- [WHAT IS BEING ASKED]: Transcribe the records in full, keeping every character as it is.

- [ROWS]:
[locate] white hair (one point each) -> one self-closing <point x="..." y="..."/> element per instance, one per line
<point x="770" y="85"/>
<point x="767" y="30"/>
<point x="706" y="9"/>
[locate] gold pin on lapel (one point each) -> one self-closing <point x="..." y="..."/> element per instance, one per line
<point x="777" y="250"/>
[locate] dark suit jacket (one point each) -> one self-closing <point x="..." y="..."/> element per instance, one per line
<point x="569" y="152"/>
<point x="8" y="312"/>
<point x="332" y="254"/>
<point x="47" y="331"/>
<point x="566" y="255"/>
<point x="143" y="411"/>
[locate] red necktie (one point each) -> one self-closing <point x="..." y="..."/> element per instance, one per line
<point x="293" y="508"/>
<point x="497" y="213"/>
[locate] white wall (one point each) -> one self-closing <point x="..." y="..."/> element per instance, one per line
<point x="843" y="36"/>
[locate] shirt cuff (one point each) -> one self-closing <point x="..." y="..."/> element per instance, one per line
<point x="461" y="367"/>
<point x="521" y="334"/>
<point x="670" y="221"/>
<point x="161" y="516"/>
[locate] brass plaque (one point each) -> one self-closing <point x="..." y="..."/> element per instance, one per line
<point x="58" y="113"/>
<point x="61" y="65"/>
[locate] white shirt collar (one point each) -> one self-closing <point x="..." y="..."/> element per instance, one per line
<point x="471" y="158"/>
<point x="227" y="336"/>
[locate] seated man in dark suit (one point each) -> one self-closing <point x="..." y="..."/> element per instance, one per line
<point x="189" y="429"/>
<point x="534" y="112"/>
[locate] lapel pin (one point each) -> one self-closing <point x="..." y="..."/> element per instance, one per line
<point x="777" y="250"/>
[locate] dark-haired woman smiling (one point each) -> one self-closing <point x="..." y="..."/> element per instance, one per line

- [RESPONSE TO THIS EXERCISE]:
[locate] white hair (one point each) -> one self-closing <point x="..." y="..."/> element per instance, one per line
<point x="770" y="85"/>
<point x="767" y="30"/>
<point x="706" y="9"/>
[locate] gold pin on lapel (one point each) -> one self-closing <point x="..." y="..."/> element per instance, one per line
<point x="777" y="250"/>
[locate] dark suit jacket (one point each) -> one self-closing <point x="..." y="..."/> element per instance, one per line
<point x="569" y="152"/>
<point x="8" y="312"/>
<point x="332" y="254"/>
<point x="47" y="331"/>
<point x="566" y="255"/>
<point x="143" y="411"/>
[locate] red necktie (one point each) -> one self-closing <point x="..." y="..."/> element per instance, one per line
<point x="293" y="508"/>
<point x="497" y="213"/>
[locate] white wall (one point each) -> one self-closing <point x="..." y="..."/> element per instance, one per line
<point x="843" y="36"/>
[locate] shirt cuff (one point each) -> one self-closing <point x="..." y="..."/> element per instance, one per line
<point x="461" y="367"/>
<point x="521" y="334"/>
<point x="670" y="221"/>
<point x="161" y="516"/>
[locate] brass plaque (one point each) -> one self-closing <point x="..." y="..."/> element per instance, one per line
<point x="58" y="113"/>
<point x="61" y="65"/>
[locate] white shirt collar (one point each) -> one self-closing <point x="..." y="..."/> element per instance, one per line
<point x="471" y="158"/>
<point x="227" y="336"/>
[locate] seated man in dark suit (one point each) -> one self-closing <point x="..." y="..."/> element per instance, one per line
<point x="189" y="429"/>
<point x="534" y="112"/>
[locate] lapel pin (one point each) -> one self-closing <point x="..." y="..."/> element per instance, one per line
<point x="777" y="250"/>
[locate] dark-haired woman smiling (one point each) -> one self-closing <point x="..." y="..."/> element per instance, one per line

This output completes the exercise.